> Required task:
Turn every line of the records below into a numbered list, skipping blank lines and leaving out the pictures.

> Source records:
________

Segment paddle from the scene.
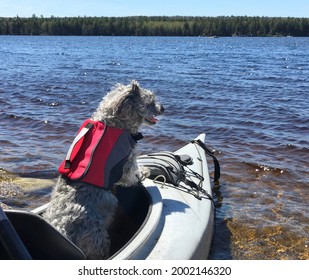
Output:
[0,206,32,260]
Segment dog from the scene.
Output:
[44,81,164,259]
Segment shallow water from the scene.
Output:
[0,36,309,259]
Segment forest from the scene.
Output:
[0,15,309,37]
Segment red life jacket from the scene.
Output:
[58,119,140,189]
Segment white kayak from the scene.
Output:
[0,134,220,260]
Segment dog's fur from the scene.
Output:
[44,81,164,259]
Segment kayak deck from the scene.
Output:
[0,134,214,259]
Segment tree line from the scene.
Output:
[0,15,309,37]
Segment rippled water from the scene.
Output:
[0,36,309,259]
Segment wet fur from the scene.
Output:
[44,81,164,259]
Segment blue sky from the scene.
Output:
[0,0,309,17]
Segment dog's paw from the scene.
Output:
[139,166,150,181]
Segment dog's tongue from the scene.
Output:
[149,117,158,123]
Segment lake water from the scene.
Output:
[0,36,309,259]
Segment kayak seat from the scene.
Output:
[0,210,85,260]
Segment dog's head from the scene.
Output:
[93,81,164,133]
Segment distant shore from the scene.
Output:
[0,15,309,37]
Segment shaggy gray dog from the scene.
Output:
[44,81,164,259]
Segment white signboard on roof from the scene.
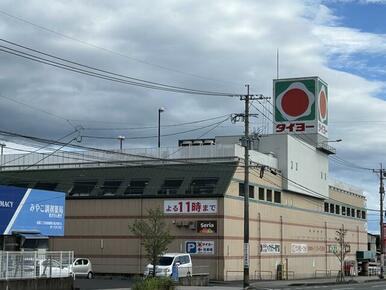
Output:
[164,199,217,214]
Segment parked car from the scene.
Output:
[144,253,192,277]
[37,259,71,278]
[70,258,94,279]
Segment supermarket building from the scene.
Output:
[0,76,367,280]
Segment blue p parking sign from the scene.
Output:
[185,242,197,254]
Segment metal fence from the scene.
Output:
[0,251,74,280]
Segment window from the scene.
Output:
[101,180,122,195]
[188,177,218,194]
[34,182,58,190]
[239,183,255,198]
[273,191,281,203]
[330,203,335,213]
[125,179,149,194]
[69,180,97,196]
[259,187,265,200]
[267,189,272,201]
[158,179,183,194]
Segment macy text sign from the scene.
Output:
[0,186,65,236]
[164,199,217,214]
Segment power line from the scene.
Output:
[81,121,231,140]
[1,131,78,166]
[0,38,239,97]
[84,114,230,131]
[0,10,241,83]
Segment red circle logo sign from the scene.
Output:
[319,86,327,122]
[276,82,315,121]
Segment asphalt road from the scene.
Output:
[74,277,386,290]
[74,277,133,290]
[257,281,386,290]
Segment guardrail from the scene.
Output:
[254,270,273,280]
[225,270,244,280]
[0,251,74,280]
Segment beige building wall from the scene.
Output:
[51,168,367,280]
[224,171,367,280]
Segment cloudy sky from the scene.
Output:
[0,0,386,229]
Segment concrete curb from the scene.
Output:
[288,280,359,286]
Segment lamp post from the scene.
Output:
[0,143,6,170]
[158,107,165,148]
[321,139,342,143]
[117,136,125,152]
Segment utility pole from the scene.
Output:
[231,85,269,288]
[0,143,6,170]
[379,163,385,279]
[373,163,386,279]
[243,85,250,288]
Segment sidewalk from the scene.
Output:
[97,276,379,290]
[251,276,379,288]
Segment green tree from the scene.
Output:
[129,208,173,277]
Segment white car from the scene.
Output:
[70,258,94,279]
[144,253,193,277]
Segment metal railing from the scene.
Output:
[0,251,74,280]
[1,144,278,171]
[254,270,273,280]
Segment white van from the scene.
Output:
[144,253,193,277]
[70,258,94,279]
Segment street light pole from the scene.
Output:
[158,107,165,148]
[0,143,6,170]
[379,163,385,279]
[118,136,125,152]
[243,85,250,288]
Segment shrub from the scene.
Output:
[132,277,174,290]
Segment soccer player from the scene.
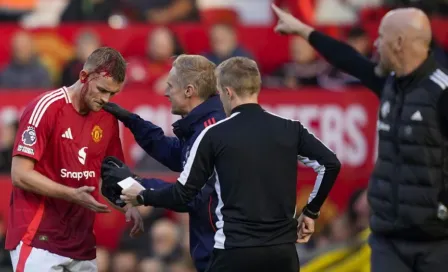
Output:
[6,47,143,272]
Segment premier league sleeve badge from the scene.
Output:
[22,126,37,146]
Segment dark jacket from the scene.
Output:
[369,57,448,241]
[309,31,448,241]
[124,96,225,271]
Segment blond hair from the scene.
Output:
[173,54,217,99]
[216,57,261,96]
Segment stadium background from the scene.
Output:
[0,0,448,272]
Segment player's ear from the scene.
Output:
[224,87,234,99]
[184,84,195,98]
[79,70,89,83]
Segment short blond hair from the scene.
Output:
[216,57,261,96]
[173,54,217,100]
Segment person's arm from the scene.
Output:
[296,122,341,217]
[104,103,183,172]
[143,129,214,207]
[103,120,130,213]
[11,155,73,199]
[272,5,386,96]
[308,30,386,96]
[140,178,214,213]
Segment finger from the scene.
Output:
[91,199,109,210]
[131,219,140,236]
[90,206,111,213]
[274,25,287,35]
[81,186,95,193]
[271,3,283,17]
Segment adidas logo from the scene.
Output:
[411,111,423,121]
[62,128,73,140]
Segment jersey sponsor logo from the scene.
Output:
[17,145,34,156]
[61,168,95,180]
[62,128,73,140]
[22,126,37,146]
[92,125,103,143]
[78,147,87,165]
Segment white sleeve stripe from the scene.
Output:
[28,89,63,126]
[431,71,448,86]
[297,156,325,203]
[434,69,448,86]
[62,86,72,104]
[178,112,239,185]
[62,88,68,104]
[34,94,64,127]
[429,75,447,89]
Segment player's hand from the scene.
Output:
[296,214,314,244]
[271,4,309,35]
[70,186,110,213]
[120,184,142,206]
[103,102,132,122]
[125,204,145,238]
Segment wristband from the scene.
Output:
[302,206,320,219]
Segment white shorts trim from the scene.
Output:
[10,242,98,272]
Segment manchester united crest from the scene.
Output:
[92,125,103,143]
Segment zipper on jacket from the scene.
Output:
[391,89,405,222]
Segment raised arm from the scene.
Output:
[272,4,386,96]
[103,103,183,172]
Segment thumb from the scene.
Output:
[81,186,95,193]
[271,3,282,16]
[124,209,131,222]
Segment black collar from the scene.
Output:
[172,95,224,138]
[232,103,263,113]
[396,53,437,90]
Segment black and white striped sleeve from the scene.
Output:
[143,127,215,207]
[296,122,341,213]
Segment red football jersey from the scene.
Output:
[6,87,123,260]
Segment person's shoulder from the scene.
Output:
[24,87,70,127]
[429,66,448,91]
[96,109,118,128]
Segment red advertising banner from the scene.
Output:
[0,88,378,250]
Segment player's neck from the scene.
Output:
[187,97,204,114]
[230,95,258,109]
[67,81,89,115]
[395,51,428,77]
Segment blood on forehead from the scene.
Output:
[81,56,117,100]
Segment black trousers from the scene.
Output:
[369,234,448,272]
[206,244,300,272]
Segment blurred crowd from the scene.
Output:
[0,0,448,272]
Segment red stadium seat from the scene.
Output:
[201,8,239,25]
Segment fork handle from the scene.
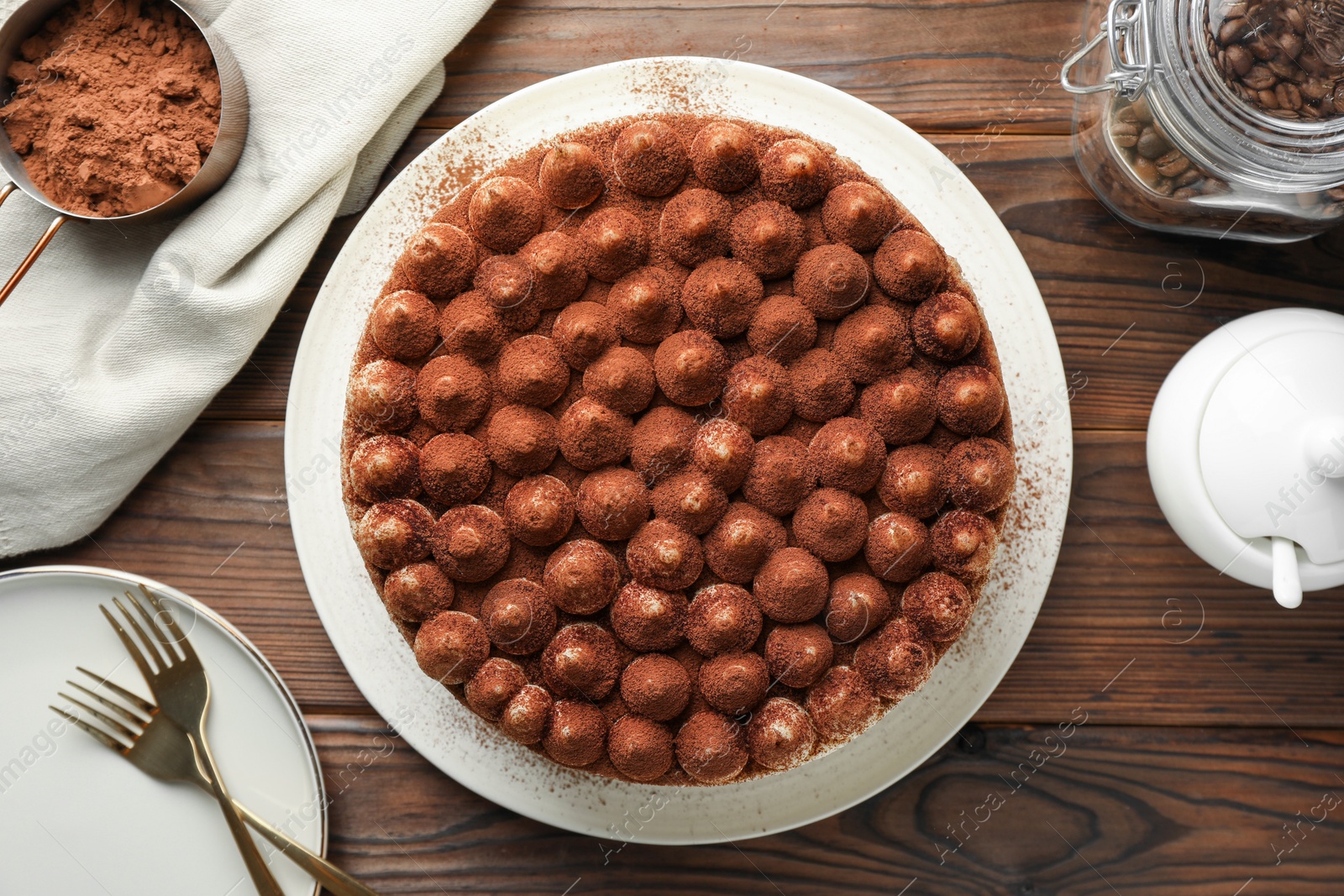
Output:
[191,731,285,896]
[234,800,378,896]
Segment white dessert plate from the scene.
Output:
[285,58,1073,844]
[0,567,327,896]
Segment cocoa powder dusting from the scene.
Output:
[0,0,219,217]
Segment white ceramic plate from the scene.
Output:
[0,567,327,896]
[285,58,1073,844]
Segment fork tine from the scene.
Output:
[56,690,139,743]
[47,705,128,752]
[139,584,197,659]
[71,666,159,715]
[66,679,150,728]
[112,595,168,670]
[98,603,155,689]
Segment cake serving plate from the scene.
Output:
[285,56,1073,844]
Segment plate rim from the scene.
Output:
[0,563,331,896]
[285,56,1074,845]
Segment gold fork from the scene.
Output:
[98,585,285,896]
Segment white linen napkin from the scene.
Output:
[0,0,489,556]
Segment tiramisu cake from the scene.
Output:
[344,116,1016,784]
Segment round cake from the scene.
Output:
[343,114,1016,784]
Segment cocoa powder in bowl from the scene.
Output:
[0,0,220,217]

________

> The solution:
1. Segment paddle from the scene.
2. Output:
3. [0,206,32,260]
4. Segment dog from the scene.
5. Output:
6. [44,81,164,259]
7. Segment shallow water from the scene.
8. Output:
9. [0,36,309,259]
10. Segment forest from the scene.
11. Output:
12. [0,15,309,37]
13. Segment red life jacket from the scene.
14. Output:
15. [58,119,140,189]
16. Segment white kayak from the scene.
17. Output:
18. [0,134,220,260]
19. Segment dog's fur from the scene.
20. Output:
21. [44,81,164,259]
22. Segment kayak deck from the scene.
23. Output:
24. [0,134,214,259]
25. Segment tree line from the scene.
26. Output:
27. [0,15,309,37]
28. Segment rippled water from the scene.
29. Output:
30. [0,36,309,259]
31. Segment wet fur from the scene.
32. Output:
33. [44,81,164,259]
34. Segment blue sky from the scene.
35. Output:
36. [0,0,309,17]
37. Segment dog's paw from the scene.
38. Output:
39. [139,166,150,181]
40. Segment dog's tongue from the scene.
41. Output:
42. [149,117,158,123]
43. Segment lake water from the scene.
44. Output:
45. [0,36,309,259]
46. Segment kayak seat from the scene.
47. Output:
48. [0,210,85,260]
49. Segment dog's head from the scene.
50. Output:
51. [93,81,164,133]
52. Segment distant shore from the scene.
53. Output:
54. [0,15,309,37]
55. Segment shaggy gray dog from the scene.
56. Output:
57. [44,81,164,259]
58. Segment white signboard on roof from the scene.
59. Output:
60. [164,199,217,214]
61. Segment parked car from the scene.
62. Output:
63. [144,253,192,277]
64. [37,259,71,278]
65. [70,258,94,279]
66. Segment supermarket building from the scene.
67. Output:
68. [0,76,367,280]
69. Segment blue p parking sign from the scene.
70. Output:
71. [185,242,197,254]
72. Segment metal fence from the scene.
73. Output:
74. [0,251,74,280]
75. Segment window from the scene.
76. Output:
77. [101,180,122,195]
78. [188,177,218,194]
79. [34,182,58,190]
80. [239,183,255,198]
81. [273,191,281,203]
82. [330,203,335,213]
83. [125,179,149,194]
84. [69,180,97,196]
85. [259,187,265,200]
86. [267,189,272,201]
87. [158,179,183,194]
88. Segment macy text sign from the scene.
89. Output:
90. [0,186,65,236]
91. [164,199,217,214]
92. Segment power line from the scene.
93. Output:
94. [81,121,231,140]
95. [1,131,78,166]
96. [0,38,239,97]
97. [84,114,230,131]
98. [0,10,241,83]
99. Segment red circle logo sign from the scene.
100. Output:
101. [319,86,327,122]
102. [276,82,315,121]
103. Segment asphalt road from the scene.
104. Output:
105. [74,277,386,290]
106. [74,277,133,290]
107. [257,281,386,290]
108. Segment guardrail from the scene.
109. Output:
110. [254,270,273,280]
111. [225,270,244,280]
112. [0,251,74,280]
113. Segment beige building wall from the scene.
114. Output:
115. [51,168,367,280]
116. [224,171,367,280]
117. Segment cloudy sky from the scene.
118. Output:
119. [0,0,386,229]
120. Segment concrete curb from the scene.
121. Output:
122. [288,280,359,286]
123. Segment lamp post from the scene.
124. Output:
125. [0,143,6,170]
126. [158,107,165,148]
127. [321,139,342,143]
128. [117,136,125,152]
129. Segment utility pole from the scene.
130. Output:
131. [231,85,269,288]
132. [0,143,6,170]
133. [379,163,385,279]
134. [373,163,386,279]
135. [243,85,250,288]
136. Segment sidewalk from the scene.
137. Output:
138. [97,276,379,290]
139. [251,276,379,288]
140. Segment green tree from the scene.
141. Output:
142. [129,208,173,277]
143. Segment white car from the scene.
144. Output:
145. [70,258,94,279]
146. [144,253,193,277]
147. Segment metal railing from the scene.
148. Output:
149. [0,251,74,280]
150. [1,144,278,171]
151. [254,270,273,280]
152. Segment white van from the scene.
153. Output:
154. [144,253,193,277]
155. [70,258,94,279]
156. Segment street light pole from the scene.
157. Output:
158. [158,107,165,148]
159. [0,143,6,170]
160. [379,163,385,279]
161. [118,136,125,152]
162. [243,85,250,288]
163. Segment shrub from the scene.
164. Output:
165. [132,277,174,290]
166. Segment soccer player from the scene.
167. Output:
168. [6,47,143,272]
169. Segment premier league sleeve badge from the scene.
170. Output:
171. [22,126,37,146]
172. Segment dark jacket from the scene.
173. Output:
174. [369,57,448,241]
175. [309,31,448,241]
176. [124,96,225,271]
177. Segment blond hair from the scene.
178. Output:
179. [173,54,217,99]
180. [216,57,261,96]
181. Segment stadium background from the scene.
182. Output:
183. [0,0,448,272]
184. Segment player's ear from the scene.
185. Output:
186. [224,87,234,99]
187. [184,84,195,98]
188. [79,70,89,83]
189. Segment short blond hair from the scene.
190. Output:
191. [216,57,261,96]
192. [173,54,217,100]
193. Segment person's arm from the scene.
194. Output:
195. [296,122,341,217]
196. [104,103,183,172]
197. [143,129,214,207]
198. [103,120,130,213]
199. [11,155,73,199]
200. [272,5,386,96]
201. [308,30,386,96]
202. [140,178,214,213]
203. Segment finger from the scene.
204. Output:
205. [91,199,109,210]
206. [131,219,140,236]
207. [90,206,111,213]
208. [274,25,287,35]
209. [81,186,95,193]
210. [271,3,283,17]
211. Segment adidas logo from the scene.
212. Output:
213. [411,111,423,121]
214. [62,128,73,140]
215. Segment jersey sponsor logo from the scene.
216. Output:
217. [17,145,34,156]
218. [61,168,95,180]
219. [62,128,73,140]
220. [22,126,37,146]
221. [92,125,103,143]
222. [78,147,87,165]
223. Segment white sleeve stripe from the scene.
224. Output:
225. [28,89,63,126]
226. [431,71,448,86]
227. [297,156,325,203]
228. [434,69,448,86]
229. [62,86,72,104]
230. [178,112,239,185]
231. [62,88,68,104]
232. [34,94,64,127]
233. [429,75,447,89]
234. Segment player's hand from the scene.
235. Output:
236. [296,214,314,244]
237. [271,4,309,35]
238. [70,186,110,213]
239. [120,184,142,206]
240. [103,102,132,122]
241. [125,204,145,238]
242. Segment wristband from the scene.
243. Output:
244. [302,206,320,219]
245. Segment white shorts trim from the scene.
246. Output:
247. [10,242,98,272]
248. Segment manchester united crest from the scene.
249. Output:
250. [92,125,103,143]
251. Segment zipper on jacket from the scene.
252. Output:
253. [391,89,405,222]
254. Segment raised arm from the scene.
255. Output:
256. [272,4,386,96]
257. [103,103,183,172]
258. Segment thumb from the scene.
259. Output:
260. [81,186,95,193]
261. [271,3,282,16]
262. [124,209,131,222]
263. Segment black collar from the scene.
264. Output:
265. [172,95,224,138]
266. [232,103,263,113]
267. [396,53,437,90]
268. Segment black and white striped sleeve from the scene.
269. Output:
270. [143,127,215,207]
271. [296,122,341,213]
272. Segment red football jersey from the scene.
273. Output:
274. [6,87,123,260]
275. Segment person's shoulder from the scene.
276. Output:
277. [24,87,70,127]
278. [429,66,448,91]
279. [96,109,118,128]
280. Segment red advertising banner from the scene.
281. Output:
282. [0,88,378,250]
283. Segment player's neck from the scene.
284. Output:
285. [187,97,204,114]
286. [230,95,258,109]
287. [67,81,89,115]
288. [395,51,428,77]
289. Segment blood on forehead from the scene.
290. Output:
291. [81,56,117,100]
292. Segment black trousers from the scene.
293. Output:
294. [369,234,448,272]
295. [206,244,300,272]
296. Segment blurred crowd from the scene.
297. Output:
298. [0,0,448,272]
299. Segment red stadium seat from the scene.
300. Output:
301. [201,8,239,25]
302. Segment fork handle from the scene.
303. Output:
304. [191,731,285,896]
305. [234,800,378,896]
306. Segment white dessert plate from the scene.
307. Output:
308. [285,58,1073,844]
309. [0,567,327,896]
310. Segment cocoa powder dusting from the scene.
311. Output:
312. [0,0,219,217]
313. Segment white ceramic plate from the scene.
314. Output:
315. [0,567,327,896]
316. [285,58,1073,844]
317. Segment fork tine from the scene.
318. Output:
319. [56,690,139,743]
320. [47,705,128,752]
321. [139,584,197,659]
322. [71,666,159,715]
323. [66,679,150,728]
324. [112,595,168,670]
325. [98,603,155,689]
326. Segment cake serving plate from the scene.
327. Output:
328. [285,56,1073,844]
329. Segment plate rim from the scene.
330. Output:
331. [0,563,331,896]
332. [285,56,1074,845]
333. Segment gold fork from the scene.
334. Output:
335. [98,585,285,896]
336. Segment white linen napkin from the scene.
337. Output:
338. [0,0,489,556]
339. Segment tiramisu cake from the scene.
340. Output:
341. [344,116,1016,784]
342. Segment round cake from the scene.
343. Output:
344. [343,114,1016,784]
345. Segment cocoa powder in bowl from the scene.
346. Output:
347. [0,0,220,217]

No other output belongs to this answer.